• TAREFA: Devolva todas as linhas dos dados abaixo que contêm a palavra "sample".

********

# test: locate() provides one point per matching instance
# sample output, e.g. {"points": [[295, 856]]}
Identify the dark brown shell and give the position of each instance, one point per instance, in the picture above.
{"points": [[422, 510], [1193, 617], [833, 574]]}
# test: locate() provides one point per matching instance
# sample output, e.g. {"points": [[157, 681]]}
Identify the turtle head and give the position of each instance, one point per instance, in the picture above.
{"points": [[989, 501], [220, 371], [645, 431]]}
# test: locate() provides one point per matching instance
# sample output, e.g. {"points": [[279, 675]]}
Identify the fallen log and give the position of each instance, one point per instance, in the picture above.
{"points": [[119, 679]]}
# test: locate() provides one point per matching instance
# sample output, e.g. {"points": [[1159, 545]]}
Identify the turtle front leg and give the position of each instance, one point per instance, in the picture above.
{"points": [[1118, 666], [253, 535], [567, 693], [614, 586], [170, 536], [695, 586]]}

********

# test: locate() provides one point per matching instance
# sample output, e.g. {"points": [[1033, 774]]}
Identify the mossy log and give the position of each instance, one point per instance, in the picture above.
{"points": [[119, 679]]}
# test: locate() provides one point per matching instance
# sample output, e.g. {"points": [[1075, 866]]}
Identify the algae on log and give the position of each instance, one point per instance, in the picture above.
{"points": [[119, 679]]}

********

• RESPOSTA:
# sample output, e.g. {"points": [[295, 856]]}
# sample output, e.g. {"points": [[157, 681]]}
# sample output, e.g. {"points": [[279, 675]]}
# sample output, e.g. {"points": [[1159, 545]]}
# sample output, e.g. {"points": [[1033, 774]]}
# sample output, e.g. {"points": [[1075, 866]]}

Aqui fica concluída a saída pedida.